*** MATERIAL FOR THIS TASK

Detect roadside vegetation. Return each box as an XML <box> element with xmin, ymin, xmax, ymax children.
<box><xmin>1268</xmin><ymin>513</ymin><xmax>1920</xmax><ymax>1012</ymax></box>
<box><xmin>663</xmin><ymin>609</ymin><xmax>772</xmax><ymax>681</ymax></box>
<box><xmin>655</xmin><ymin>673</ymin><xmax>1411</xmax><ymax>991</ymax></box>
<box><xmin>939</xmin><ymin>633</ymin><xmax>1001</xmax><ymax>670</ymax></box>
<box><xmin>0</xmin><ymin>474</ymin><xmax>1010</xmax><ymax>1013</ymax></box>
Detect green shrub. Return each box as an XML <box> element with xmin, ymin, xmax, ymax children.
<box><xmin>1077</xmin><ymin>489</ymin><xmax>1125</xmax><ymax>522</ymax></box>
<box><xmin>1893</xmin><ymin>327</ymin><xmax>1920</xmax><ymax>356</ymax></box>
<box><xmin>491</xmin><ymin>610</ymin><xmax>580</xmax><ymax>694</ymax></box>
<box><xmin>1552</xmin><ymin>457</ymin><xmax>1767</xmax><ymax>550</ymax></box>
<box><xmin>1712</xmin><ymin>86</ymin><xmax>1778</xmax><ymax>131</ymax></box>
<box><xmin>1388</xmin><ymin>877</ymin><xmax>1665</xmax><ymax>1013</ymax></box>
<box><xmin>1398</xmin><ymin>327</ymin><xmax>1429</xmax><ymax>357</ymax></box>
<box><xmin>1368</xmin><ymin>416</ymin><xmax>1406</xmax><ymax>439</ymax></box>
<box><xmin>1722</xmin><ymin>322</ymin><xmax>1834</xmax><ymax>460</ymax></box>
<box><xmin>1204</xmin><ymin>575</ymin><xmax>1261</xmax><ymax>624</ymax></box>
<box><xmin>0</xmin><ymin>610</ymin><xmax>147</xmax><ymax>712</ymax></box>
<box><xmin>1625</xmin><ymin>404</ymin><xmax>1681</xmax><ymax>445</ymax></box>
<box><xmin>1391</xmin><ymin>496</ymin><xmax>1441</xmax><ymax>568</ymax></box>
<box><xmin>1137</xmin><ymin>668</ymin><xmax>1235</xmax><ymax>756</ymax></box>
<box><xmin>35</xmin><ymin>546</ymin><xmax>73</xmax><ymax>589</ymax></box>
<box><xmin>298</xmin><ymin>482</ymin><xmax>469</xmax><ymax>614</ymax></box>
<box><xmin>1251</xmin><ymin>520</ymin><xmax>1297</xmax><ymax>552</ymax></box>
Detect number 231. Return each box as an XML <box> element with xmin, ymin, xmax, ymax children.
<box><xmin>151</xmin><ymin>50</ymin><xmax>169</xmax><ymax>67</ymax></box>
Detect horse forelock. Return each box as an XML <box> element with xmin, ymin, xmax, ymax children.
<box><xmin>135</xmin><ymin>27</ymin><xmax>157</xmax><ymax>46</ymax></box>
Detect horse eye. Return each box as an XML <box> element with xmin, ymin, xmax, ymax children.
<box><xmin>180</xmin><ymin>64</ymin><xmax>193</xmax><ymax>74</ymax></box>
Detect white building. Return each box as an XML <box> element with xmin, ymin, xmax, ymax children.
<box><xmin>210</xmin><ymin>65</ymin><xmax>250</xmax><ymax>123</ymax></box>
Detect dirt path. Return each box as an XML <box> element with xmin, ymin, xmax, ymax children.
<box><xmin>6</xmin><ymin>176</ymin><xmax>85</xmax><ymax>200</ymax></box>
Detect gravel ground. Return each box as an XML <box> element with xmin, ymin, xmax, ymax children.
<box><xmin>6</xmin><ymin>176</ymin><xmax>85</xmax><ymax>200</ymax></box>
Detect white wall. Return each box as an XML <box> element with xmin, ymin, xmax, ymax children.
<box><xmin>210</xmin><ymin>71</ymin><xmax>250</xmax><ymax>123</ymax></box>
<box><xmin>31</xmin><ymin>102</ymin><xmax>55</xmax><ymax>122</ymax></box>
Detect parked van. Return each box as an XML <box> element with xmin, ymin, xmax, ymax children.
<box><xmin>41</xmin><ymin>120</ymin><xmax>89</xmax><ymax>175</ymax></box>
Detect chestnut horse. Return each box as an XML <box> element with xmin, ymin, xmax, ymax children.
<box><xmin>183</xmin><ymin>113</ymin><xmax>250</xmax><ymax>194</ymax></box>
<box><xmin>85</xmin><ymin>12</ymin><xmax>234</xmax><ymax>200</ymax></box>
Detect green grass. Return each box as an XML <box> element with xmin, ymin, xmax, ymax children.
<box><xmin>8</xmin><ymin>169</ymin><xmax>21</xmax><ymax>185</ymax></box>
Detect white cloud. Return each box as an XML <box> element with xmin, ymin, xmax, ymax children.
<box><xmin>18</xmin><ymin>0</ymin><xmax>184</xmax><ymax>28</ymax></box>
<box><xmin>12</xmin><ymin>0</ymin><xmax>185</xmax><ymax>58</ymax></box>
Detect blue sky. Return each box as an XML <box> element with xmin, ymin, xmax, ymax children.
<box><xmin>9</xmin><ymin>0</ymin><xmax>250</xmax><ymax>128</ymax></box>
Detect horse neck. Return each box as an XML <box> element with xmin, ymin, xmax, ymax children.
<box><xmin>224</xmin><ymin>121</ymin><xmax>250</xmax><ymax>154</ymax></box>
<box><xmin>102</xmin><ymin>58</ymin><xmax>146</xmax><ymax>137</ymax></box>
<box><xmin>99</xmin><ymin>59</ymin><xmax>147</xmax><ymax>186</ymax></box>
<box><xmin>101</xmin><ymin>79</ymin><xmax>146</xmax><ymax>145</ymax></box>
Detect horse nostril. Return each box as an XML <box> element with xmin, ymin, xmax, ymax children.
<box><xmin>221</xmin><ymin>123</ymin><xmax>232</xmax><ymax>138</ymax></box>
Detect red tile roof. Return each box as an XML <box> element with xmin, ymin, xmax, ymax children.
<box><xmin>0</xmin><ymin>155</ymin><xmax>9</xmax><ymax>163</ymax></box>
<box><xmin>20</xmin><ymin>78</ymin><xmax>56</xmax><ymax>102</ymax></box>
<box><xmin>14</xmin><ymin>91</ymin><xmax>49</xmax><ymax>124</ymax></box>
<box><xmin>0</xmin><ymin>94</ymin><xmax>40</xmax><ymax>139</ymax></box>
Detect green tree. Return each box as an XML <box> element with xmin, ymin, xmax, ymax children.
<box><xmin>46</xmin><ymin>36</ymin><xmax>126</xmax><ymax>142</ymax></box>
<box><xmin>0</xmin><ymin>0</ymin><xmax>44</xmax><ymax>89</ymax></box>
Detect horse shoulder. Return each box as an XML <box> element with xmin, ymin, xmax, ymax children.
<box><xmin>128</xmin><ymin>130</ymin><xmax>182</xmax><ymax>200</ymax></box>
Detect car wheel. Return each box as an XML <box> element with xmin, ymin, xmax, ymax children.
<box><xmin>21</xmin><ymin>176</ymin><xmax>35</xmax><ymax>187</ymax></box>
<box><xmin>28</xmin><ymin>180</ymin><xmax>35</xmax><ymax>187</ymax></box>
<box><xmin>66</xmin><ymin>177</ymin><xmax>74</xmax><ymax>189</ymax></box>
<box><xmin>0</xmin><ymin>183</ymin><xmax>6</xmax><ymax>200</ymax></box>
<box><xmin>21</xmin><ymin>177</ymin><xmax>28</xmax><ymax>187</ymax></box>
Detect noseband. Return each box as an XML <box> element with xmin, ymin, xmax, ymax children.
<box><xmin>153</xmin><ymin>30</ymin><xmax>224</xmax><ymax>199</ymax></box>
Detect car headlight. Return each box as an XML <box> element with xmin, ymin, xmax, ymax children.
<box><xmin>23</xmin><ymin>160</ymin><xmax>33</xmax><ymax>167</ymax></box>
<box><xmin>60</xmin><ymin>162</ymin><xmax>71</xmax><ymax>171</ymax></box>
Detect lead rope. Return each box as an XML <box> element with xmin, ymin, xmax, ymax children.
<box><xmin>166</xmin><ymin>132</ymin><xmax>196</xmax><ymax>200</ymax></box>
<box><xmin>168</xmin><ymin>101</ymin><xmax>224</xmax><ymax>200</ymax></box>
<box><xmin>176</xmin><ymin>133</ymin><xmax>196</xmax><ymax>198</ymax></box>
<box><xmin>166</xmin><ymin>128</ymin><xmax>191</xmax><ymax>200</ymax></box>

******

## [WHAT THE TASK REQUIRES]
Repeat exactly the lines from the one containing "Detect lead rope." through the last line of the records above, both included, and nothing else.

## [RESPONSE BOX]
Detect lead rope. Return each box as an XML <box> element with xmin, ymin, xmax, ymax children.
<box><xmin>166</xmin><ymin>132</ymin><xmax>196</xmax><ymax>200</ymax></box>
<box><xmin>168</xmin><ymin>101</ymin><xmax>224</xmax><ymax>200</ymax></box>
<box><xmin>176</xmin><ymin>133</ymin><xmax>196</xmax><ymax>198</ymax></box>
<box><xmin>166</xmin><ymin>128</ymin><xmax>191</xmax><ymax>200</ymax></box>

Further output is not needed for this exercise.